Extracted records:
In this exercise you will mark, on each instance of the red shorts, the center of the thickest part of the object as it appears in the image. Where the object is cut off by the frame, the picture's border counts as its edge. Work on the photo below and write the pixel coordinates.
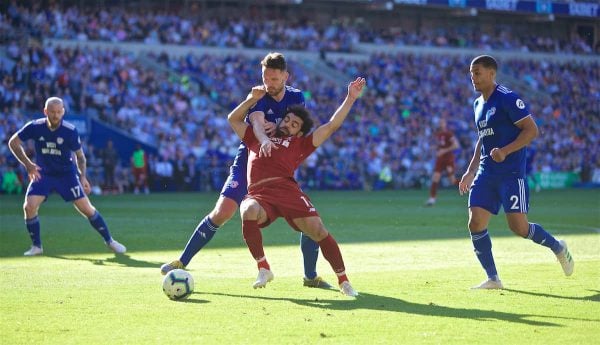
(282, 198)
(444, 163)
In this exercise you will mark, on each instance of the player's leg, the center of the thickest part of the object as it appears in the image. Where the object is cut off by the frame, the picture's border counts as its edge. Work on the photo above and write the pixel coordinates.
(515, 199)
(435, 181)
(310, 255)
(483, 202)
(36, 194)
(232, 194)
(253, 214)
(313, 227)
(451, 175)
(224, 209)
(32, 223)
(85, 207)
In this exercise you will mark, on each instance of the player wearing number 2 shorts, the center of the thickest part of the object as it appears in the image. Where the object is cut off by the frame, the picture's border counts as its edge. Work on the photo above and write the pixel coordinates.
(496, 174)
(55, 141)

Description of the task: All of the data, minus its pictures, should be repeated exactly.

Expected answer:
In this exercise you will mark, on each instance of the red shorts, the center of the thickest part of the object as it appears in the image. Where the object is cut off by the frame, the picture's border counts as its edge. Work on the photo below and write the pixel coordinates.
(282, 198)
(444, 163)
In this exercise you will mark, on each instance of the player's leg, the center of the thickest part of the object as it appears in the image. Where the object is cut off by the frame, the picture's border counts as its edge. Work on the photo above and write the pixel coordinates.
(515, 199)
(435, 181)
(310, 255)
(483, 202)
(36, 194)
(232, 194)
(253, 214)
(313, 227)
(451, 175)
(224, 209)
(32, 223)
(85, 207)
In this exercise you will mark, on each instance of the player wearing number 2 shorts, the center of the thickest part of the object as it appears in the image. Where the object is cut off by the frame, the picture's border counts as its edge. Work on the photo above and write the pixel coordinates.
(496, 174)
(55, 141)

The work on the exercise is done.